▶ _Task goal_
Write out the records in full and without alteration, setting aside their pictures.

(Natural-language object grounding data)
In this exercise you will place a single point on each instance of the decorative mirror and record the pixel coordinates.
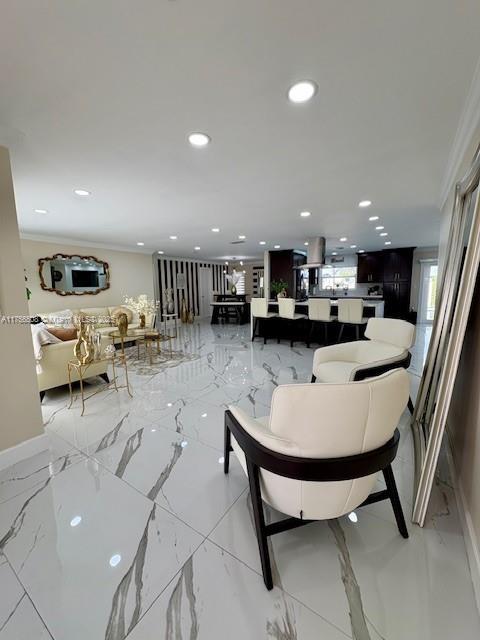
(72, 275)
(454, 300)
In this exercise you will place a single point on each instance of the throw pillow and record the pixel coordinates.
(63, 333)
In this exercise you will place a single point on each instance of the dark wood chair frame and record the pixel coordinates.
(308, 469)
(377, 370)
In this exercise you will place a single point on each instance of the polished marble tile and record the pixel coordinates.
(101, 530)
(18, 618)
(182, 475)
(92, 553)
(215, 597)
(36, 469)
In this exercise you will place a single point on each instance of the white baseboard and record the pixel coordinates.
(472, 543)
(23, 450)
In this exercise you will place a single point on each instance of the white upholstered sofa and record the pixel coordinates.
(53, 370)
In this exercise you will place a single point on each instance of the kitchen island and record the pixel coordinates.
(373, 307)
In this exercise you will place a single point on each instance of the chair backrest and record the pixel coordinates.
(329, 421)
(259, 307)
(350, 309)
(319, 309)
(286, 308)
(391, 331)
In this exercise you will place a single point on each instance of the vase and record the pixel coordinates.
(122, 324)
(83, 348)
(184, 311)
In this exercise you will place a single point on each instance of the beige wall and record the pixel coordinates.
(20, 416)
(464, 417)
(130, 274)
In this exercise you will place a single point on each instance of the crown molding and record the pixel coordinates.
(82, 243)
(469, 122)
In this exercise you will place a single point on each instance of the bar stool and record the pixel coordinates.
(319, 310)
(350, 312)
(286, 310)
(259, 309)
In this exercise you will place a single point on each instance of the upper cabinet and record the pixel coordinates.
(370, 267)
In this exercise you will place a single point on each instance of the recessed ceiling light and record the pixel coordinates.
(198, 139)
(302, 91)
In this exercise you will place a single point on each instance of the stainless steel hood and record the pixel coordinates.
(315, 254)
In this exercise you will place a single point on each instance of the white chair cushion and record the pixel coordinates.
(391, 331)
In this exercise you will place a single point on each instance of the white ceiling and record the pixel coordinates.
(101, 96)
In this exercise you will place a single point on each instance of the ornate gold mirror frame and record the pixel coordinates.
(64, 256)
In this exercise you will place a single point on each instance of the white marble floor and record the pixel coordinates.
(127, 526)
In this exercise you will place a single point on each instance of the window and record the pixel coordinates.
(338, 277)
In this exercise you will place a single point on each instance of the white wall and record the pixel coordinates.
(130, 274)
(20, 416)
(422, 253)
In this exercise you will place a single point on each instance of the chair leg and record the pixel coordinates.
(342, 327)
(259, 517)
(395, 500)
(410, 405)
(227, 447)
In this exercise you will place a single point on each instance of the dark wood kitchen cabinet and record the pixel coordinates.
(397, 277)
(397, 264)
(370, 267)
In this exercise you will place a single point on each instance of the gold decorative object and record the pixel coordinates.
(184, 311)
(83, 348)
(122, 324)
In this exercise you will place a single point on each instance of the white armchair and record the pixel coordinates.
(387, 347)
(317, 455)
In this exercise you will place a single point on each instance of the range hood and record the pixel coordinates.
(315, 254)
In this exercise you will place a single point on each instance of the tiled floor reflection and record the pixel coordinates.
(127, 526)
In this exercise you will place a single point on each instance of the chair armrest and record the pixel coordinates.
(345, 352)
(262, 433)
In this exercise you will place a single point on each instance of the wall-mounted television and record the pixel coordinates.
(81, 278)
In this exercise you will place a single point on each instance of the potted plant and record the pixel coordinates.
(278, 287)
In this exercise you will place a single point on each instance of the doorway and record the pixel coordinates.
(428, 291)
(205, 287)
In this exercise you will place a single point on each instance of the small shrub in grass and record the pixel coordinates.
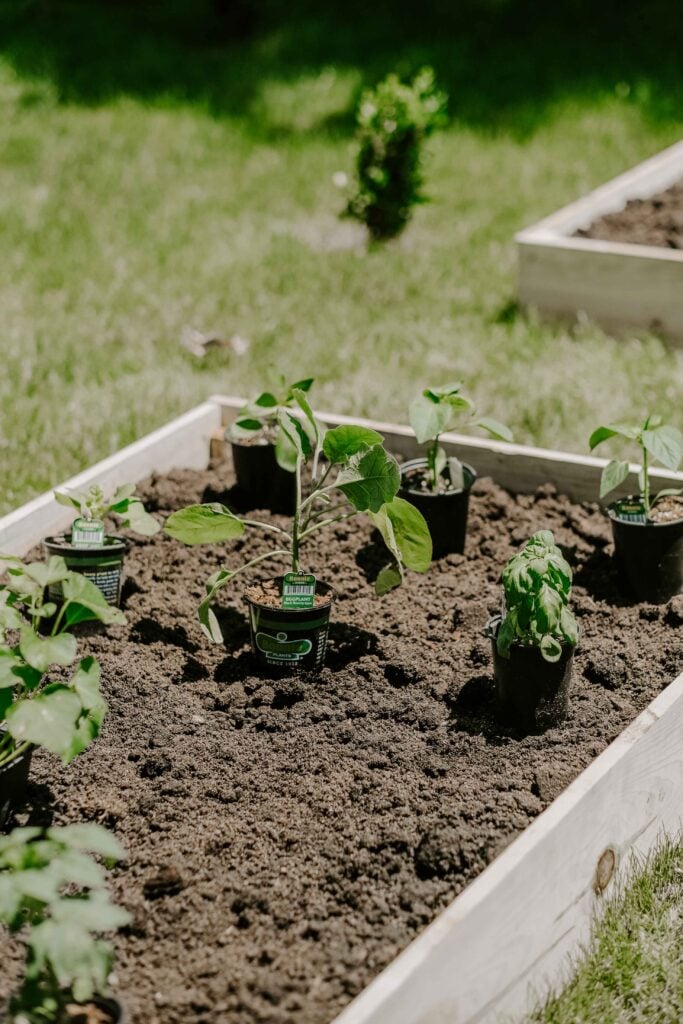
(393, 121)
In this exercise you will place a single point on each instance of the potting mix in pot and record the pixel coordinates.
(299, 800)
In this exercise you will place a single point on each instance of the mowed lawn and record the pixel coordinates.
(128, 213)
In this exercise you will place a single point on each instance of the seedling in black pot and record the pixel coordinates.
(534, 642)
(439, 485)
(53, 895)
(62, 715)
(88, 549)
(350, 473)
(647, 528)
(263, 458)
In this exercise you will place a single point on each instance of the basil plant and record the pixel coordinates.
(349, 473)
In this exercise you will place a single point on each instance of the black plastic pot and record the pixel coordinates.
(532, 694)
(13, 782)
(445, 514)
(103, 566)
(649, 556)
(290, 640)
(262, 483)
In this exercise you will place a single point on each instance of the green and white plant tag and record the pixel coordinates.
(87, 532)
(298, 590)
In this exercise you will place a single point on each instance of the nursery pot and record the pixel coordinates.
(13, 782)
(102, 565)
(532, 693)
(649, 555)
(445, 513)
(263, 484)
(290, 640)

▶ _Worked solution_
In this exercise you will place a single point on each instance of the decorative mirror and record the pixel coordinates.
(72, 275)
(454, 300)
In this exercise you will place a single point on each instance of the throw pillow and record the pixel coordinates.
(63, 333)
In this exercise you will place a single point on each instance of the dark wood chair frame and record the pixel coordinates.
(308, 469)
(377, 370)
In this exercise you will place a single point on each instance of the polished marble tile and record the pixel coordinates.
(101, 530)
(18, 618)
(182, 475)
(92, 553)
(215, 597)
(36, 469)
In this exercise you will place a single point on each instance of the white baseboard and record the pixel coordinates.
(472, 543)
(23, 450)
In this exercise you will place a single point on each instance of the white upholstered sofa and record the pixel coordinates.
(53, 370)
In this exercise you will place a single point on each instance of the kitchen island and record the pixel coordinates.
(373, 307)
In this exercise you will place a single point on each instance of the chair backrest and record the pixel coordinates.
(329, 421)
(259, 307)
(350, 309)
(319, 309)
(286, 308)
(391, 331)
In this exercise you will place a single point on each instance of the vase and record the pixel coordinates.
(122, 324)
(83, 348)
(184, 311)
In this exercise you will place a single point on each instance of the beige wall and record the pixel coordinates.
(20, 416)
(464, 417)
(130, 274)
In this exercise you will place a single point on each instance of the crown molding and record the pixel coordinates.
(82, 243)
(469, 122)
In this exercise you will place a single point on each instance of the bar stool and record the pixel coordinates.
(319, 310)
(350, 312)
(286, 310)
(259, 309)
In this exercise you will place a single point on each instance of the upper cabinet and record the pixel coordinates.
(370, 267)
In this exercise you will place a single point on each instance of the recessed ceiling light and record the pixel coordinates.
(198, 139)
(302, 91)
In this exercise you will place a single point on each instance of the stainless steel hood and record the pixel coordinates.
(315, 254)
In this exercise you will place a single point on each instance of the white chair cushion and record the pixel coordinates.
(391, 331)
In this exercise you will place a single point on each instance of the white ceiling and record the pixel coordinates.
(101, 96)
In this exercise you will place a single point on each instance of the ornate gold mirror frame and record the pixel coordinates.
(64, 256)
In this exercise you will place a single point on each instance of the white marble floor and record the pixel coordinates.
(127, 526)
In this exercise you will place a single point on each instance of the window and record the pixel coordinates.
(338, 277)
In this exercise you will place a single point on each instance of the white wall and record the pixel coordinates.
(130, 274)
(20, 416)
(422, 253)
In this exercise you will place a single point on each instance of the chair leg and record the pixel coordinates.
(342, 327)
(259, 517)
(395, 500)
(410, 405)
(227, 447)
In this exercise you will place a single point on each instance of the dark wood kitchen cabinet and record the pixel coordinates.
(397, 277)
(397, 264)
(370, 267)
In this exercise you will place a single point on each instance of the gold decorative object and record the pixel coordinates.
(184, 311)
(83, 348)
(122, 324)
In this exercise you will place a single point on each instance of the white armchair and record the pixel coordinates.
(387, 347)
(317, 455)
In this exercise you will place a single point on each instance of the range hood and record the pixel coordinates.
(315, 254)
In this exercise you will place a single point on each instance of the tiled floor reflection and record the pixel coordinates.
(127, 526)
In this exercise you will place a single point on each instance of the chair armrest and record the pixel coordinates.
(345, 352)
(262, 433)
In this exercise you will place a single point on each instance of the wall-mounted television and record the pixel coordinates.
(81, 278)
In this exercise you will place a single point on each instance of the potted plant and record the pixel coordinates.
(278, 287)
In this exercise you will place a single point on each instance of the doorway and record the pixel coordinates.
(428, 291)
(205, 287)
In this exercise you will place a single point on each instance of the small shrub in grass and record the pixel coordinates.
(393, 121)
In this exercise you will place a single point on each instance of the potting mix in pot and record the pixel coordinates.
(299, 800)
In this exercise you will place a single point on each instance of the mowed lawn and record the pixel coordinates.
(128, 213)
In this exercise you will place a single point on each instance of the seedling in black pot and record the pixel coordinates.
(534, 642)
(439, 485)
(53, 895)
(62, 715)
(88, 549)
(350, 473)
(647, 528)
(263, 458)
In this exercise you will place a single point on each instance of the basil plant and record the pixel coordinates.
(349, 473)
In this exercise you will place a single point on each instance of the black plastic pot and record the pixel coordinates.
(532, 694)
(13, 782)
(445, 514)
(103, 566)
(649, 556)
(290, 640)
(262, 483)
In this exercise you will place a single point on each instance of the green and white plant tag and record the pixel coordinates.
(87, 532)
(298, 590)
In this exercise you will place a single point on each instance of the nursery pot and record the pixel coordinates.
(13, 782)
(102, 565)
(532, 693)
(649, 555)
(445, 513)
(263, 484)
(290, 640)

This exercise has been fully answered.